(Collected data entries)
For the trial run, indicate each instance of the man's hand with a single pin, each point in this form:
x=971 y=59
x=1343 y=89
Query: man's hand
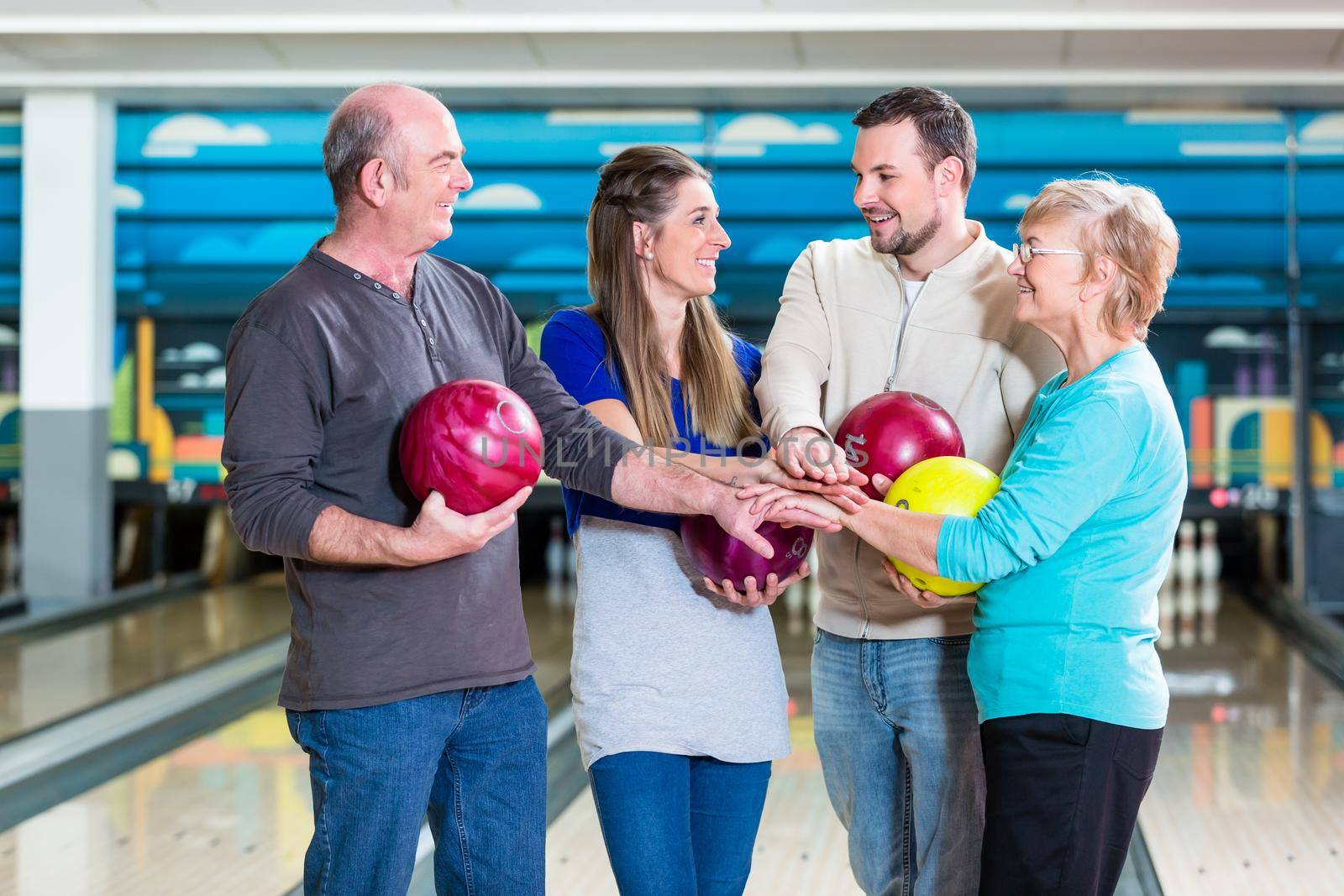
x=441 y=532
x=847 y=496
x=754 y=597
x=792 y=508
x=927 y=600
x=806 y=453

* * *

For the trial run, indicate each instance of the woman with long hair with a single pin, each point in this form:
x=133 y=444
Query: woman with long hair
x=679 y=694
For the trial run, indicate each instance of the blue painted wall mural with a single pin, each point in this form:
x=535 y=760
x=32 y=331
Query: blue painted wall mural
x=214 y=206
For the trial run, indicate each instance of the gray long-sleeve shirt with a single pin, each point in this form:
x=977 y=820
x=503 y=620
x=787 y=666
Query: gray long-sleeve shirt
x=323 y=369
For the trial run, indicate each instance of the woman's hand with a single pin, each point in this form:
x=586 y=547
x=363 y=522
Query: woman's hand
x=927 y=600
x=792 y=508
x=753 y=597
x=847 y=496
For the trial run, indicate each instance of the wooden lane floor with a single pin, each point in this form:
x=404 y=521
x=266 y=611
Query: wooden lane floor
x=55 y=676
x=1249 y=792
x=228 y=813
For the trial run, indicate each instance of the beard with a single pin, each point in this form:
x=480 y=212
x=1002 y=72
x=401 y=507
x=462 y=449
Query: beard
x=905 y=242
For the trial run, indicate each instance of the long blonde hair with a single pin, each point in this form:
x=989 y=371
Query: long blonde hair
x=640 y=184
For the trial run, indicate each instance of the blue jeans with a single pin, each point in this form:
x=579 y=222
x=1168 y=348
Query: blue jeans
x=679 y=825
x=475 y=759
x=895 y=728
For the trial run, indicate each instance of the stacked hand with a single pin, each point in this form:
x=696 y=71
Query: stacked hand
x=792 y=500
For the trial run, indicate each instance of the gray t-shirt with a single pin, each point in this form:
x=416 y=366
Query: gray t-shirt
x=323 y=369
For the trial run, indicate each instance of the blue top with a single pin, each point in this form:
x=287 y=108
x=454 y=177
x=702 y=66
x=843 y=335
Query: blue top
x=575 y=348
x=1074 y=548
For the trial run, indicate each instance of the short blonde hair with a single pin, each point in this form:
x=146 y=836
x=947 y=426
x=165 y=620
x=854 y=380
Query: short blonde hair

WHAT YOU SHOULD DO: All that is wanted is the stretch of lines above from the one containing "x=1168 y=348" through the one containing "Query: short blonde hair", duplicated exactly.

WORKED SOLUTION:
x=1168 y=348
Query: blue jeans
x=679 y=825
x=475 y=759
x=895 y=728
For the trial run, indicate each instance of the stacked hand with a single pin, each point in this form:
x=696 y=71
Query: stacked hand
x=792 y=500
For the trial run, indicate each instance of the gray t-shirt with a single pin, each point in this form:
x=416 y=366
Query: gray t-shirt
x=323 y=369
For the trial run, indicate each instance of the blue top with a single pin, each point in this form:
x=287 y=108
x=454 y=177
x=702 y=66
x=843 y=335
Query: blue top
x=575 y=348
x=1074 y=548
For the trial run, indicate each instance of the short blonde hair with a single pin, each point in this form:
x=146 y=836
x=947 y=426
x=165 y=620
x=854 y=380
Query: short blonde hair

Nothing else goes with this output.